### Soal Latihan
[1] Tentukan apakah setiap pernyataan berikut sesuai dengan teks tentang sektor perikanan di bawah. Jawab ya atau tidak, lalu kutip kata-kata penentunya persis dari teks.
(a) Menurut Arif Satria, jumlah pengangguran saat ini 7,4 juta orang.
(b) Arif Satria ditemui usai workshop pada hari Selasa.
(c) Tenaga perikanan diperkirakan bisa mencapai sepuluh juta jiwa pada 2019-2020.
[2] Apa judul workshop yang disebut dalam teks tentang sektor perikanan di bawah?
[3] Ulangi persis bagian teks tentang sektor perikanan di bawah, mulai dari "Selasa 14 Apr" dan berakhir pada "kelautan masih dinanti.".

------ Kutipan Sumber ------

Selasa 14 Apr 2015 09:00 WIB

Sektor Perikanan Diyakini Bisa Atasi Masalah Pengangguran

Rep: Sonia Fitri/ Red: Ichsan Emrald Alamsyah
Nelayan di kawasan Muncar, Banyuwangi
Foto: antara
Nelayan di kawasan Muncar, Banyuwangi

EKBIS.CO, JAKARTA--Sektor perikanan dan kelautan dinilai memiliki prospek besar dalam mengentaskan masalah pengangguran yang masih menggerayangi indonesia saat ini. Karenanya, aksi pemerintah dalam mengintegrasikan kebijakan sektor perikanan dengan menggunakan paradigma penyerapan tenaga perikanan dan kelautan masih dinanti.

"Dengan pengangguran 7,4 juta orang saat ini, maka perlu ada solusi, sektor kelautan dan perikanan ini prospektif karena pada 2019-2020, tenaga perikanan bisa sampai delapan juta jiwa," kata Dekan Fakultas Ekologi Manusia Institut Pertanian Bogor sekaligus Anggota Dewan Kelautan Indonesia (Dekin) Arif Satria kepada ROL ditemui usai Workshop bertajuk “Kebijakan Sektor Maritim, Energi, dan Ketenagakerjaan” pada Senin (13/4).

------ Data yang Disediakan ------

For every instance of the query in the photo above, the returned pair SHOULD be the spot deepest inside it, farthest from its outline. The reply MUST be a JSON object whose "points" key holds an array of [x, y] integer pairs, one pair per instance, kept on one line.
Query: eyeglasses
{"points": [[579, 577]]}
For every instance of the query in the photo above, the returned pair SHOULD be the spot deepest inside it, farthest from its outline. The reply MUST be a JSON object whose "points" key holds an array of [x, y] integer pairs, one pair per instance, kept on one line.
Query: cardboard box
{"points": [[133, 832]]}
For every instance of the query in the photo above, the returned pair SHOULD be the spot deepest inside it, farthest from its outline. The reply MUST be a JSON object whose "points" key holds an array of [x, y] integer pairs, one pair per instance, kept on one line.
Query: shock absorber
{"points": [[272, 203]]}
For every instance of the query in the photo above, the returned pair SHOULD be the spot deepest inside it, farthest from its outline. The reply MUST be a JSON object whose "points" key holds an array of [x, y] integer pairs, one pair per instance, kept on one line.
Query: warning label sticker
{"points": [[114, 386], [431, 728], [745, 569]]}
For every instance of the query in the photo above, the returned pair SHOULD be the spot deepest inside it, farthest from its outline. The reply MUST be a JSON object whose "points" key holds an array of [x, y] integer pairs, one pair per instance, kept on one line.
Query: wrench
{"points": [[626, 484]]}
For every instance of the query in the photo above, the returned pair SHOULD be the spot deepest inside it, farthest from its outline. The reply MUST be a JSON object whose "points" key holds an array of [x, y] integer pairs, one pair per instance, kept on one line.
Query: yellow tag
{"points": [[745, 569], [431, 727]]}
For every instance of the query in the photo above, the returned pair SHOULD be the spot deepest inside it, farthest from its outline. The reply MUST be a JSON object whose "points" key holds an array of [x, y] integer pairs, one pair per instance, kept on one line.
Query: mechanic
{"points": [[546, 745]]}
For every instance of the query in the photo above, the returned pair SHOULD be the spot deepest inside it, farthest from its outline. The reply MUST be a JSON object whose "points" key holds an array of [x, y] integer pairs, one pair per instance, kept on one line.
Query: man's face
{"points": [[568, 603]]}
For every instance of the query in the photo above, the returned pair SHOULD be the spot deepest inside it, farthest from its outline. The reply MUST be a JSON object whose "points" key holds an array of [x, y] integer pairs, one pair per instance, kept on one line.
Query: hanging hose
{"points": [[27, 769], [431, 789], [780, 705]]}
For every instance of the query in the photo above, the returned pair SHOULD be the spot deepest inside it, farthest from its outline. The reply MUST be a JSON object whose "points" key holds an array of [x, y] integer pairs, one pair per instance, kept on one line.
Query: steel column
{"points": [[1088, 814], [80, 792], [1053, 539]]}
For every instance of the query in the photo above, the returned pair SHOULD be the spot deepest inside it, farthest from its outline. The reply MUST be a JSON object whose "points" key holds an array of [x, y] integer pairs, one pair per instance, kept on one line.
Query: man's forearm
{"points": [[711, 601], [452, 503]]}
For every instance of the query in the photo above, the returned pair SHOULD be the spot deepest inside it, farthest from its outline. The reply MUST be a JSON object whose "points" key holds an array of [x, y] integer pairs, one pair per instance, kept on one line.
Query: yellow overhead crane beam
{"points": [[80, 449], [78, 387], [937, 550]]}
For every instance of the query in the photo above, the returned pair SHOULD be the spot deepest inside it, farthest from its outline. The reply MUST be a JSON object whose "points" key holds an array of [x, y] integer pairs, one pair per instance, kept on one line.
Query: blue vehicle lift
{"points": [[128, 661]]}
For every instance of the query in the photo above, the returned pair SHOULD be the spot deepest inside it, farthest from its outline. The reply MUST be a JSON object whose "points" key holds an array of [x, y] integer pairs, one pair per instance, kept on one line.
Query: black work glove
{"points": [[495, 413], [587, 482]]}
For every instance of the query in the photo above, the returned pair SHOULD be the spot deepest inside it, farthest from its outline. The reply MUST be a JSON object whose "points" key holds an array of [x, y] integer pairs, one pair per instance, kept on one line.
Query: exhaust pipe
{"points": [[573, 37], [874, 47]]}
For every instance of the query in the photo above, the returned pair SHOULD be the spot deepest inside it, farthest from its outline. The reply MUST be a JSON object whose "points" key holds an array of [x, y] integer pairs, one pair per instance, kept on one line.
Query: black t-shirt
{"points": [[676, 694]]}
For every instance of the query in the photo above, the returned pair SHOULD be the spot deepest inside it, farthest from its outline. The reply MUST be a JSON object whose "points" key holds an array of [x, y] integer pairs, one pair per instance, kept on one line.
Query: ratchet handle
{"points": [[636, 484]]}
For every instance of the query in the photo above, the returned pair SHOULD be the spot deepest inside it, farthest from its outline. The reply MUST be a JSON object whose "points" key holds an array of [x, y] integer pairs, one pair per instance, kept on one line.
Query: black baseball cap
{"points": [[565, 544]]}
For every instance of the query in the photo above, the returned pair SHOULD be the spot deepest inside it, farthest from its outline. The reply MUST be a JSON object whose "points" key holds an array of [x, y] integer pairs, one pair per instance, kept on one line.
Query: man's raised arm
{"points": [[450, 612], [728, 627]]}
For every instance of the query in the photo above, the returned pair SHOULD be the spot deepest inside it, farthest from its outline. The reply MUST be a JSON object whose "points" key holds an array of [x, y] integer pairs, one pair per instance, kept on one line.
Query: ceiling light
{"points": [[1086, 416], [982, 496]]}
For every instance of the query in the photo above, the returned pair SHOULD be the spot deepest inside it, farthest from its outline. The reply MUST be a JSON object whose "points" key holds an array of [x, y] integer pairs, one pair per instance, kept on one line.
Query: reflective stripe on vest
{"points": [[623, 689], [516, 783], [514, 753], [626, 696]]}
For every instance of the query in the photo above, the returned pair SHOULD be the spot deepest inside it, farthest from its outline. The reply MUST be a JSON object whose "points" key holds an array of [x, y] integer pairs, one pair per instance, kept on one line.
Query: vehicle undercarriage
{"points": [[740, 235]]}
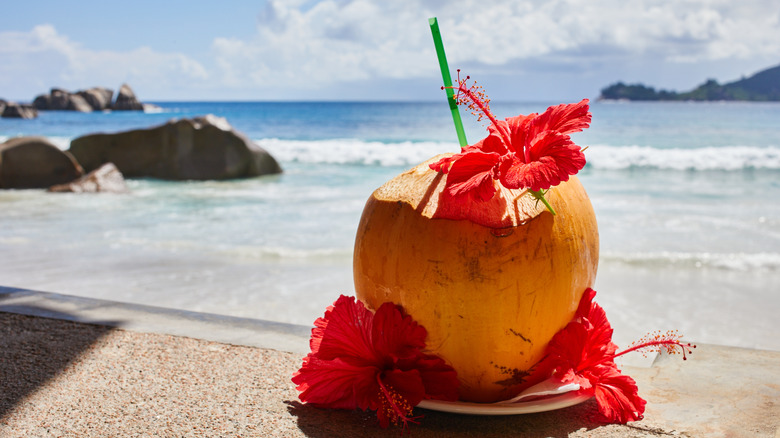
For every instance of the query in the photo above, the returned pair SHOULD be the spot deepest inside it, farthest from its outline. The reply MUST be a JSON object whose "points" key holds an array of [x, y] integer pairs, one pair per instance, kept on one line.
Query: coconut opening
{"points": [[423, 189]]}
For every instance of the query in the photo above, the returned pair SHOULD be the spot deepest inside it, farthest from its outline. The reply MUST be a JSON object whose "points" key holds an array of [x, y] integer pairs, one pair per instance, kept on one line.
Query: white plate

------

### Pembahasan Lengkap
[1]
(a) Ya: "Dengan pengangguran 7,4 juta orang saat ini"
(b) Tidak: "pada Senin (13/4)"
(c) Tidak: "tenaga perikanan bisa sampai delapan juta jiwa"

[2] “Kebijakan Sektor Maritim, Energi, dan Ketenagakerjaan”

[3]
Selasa 14 Apr 2015 09:00 WIB

Sektor Perikanan Diyakini Bisa Atasi Masalah Pengangguran

Rep: Sonia Fitri/ Red: Ichsan Emrald Alamsyah
Nelayan di kawasan Muncar, Banyuwangi
Foto: antara
Nelayan di kawasan Muncar, Banyuwangi

EKBIS.CO, JAKARTA--Sektor perikanan dan kelautan dinilai memiliki prospek besar dalam mengentaskan masalah pengangguran yang masih menggerayangi indonesia saat ini. Karenanya, aksi pemerintah dalam mengintegrasikan kebijakan sektor perikanan dengan menggunakan paradigma penyerapan tenaga perikanan dan kelautan masih dinanti.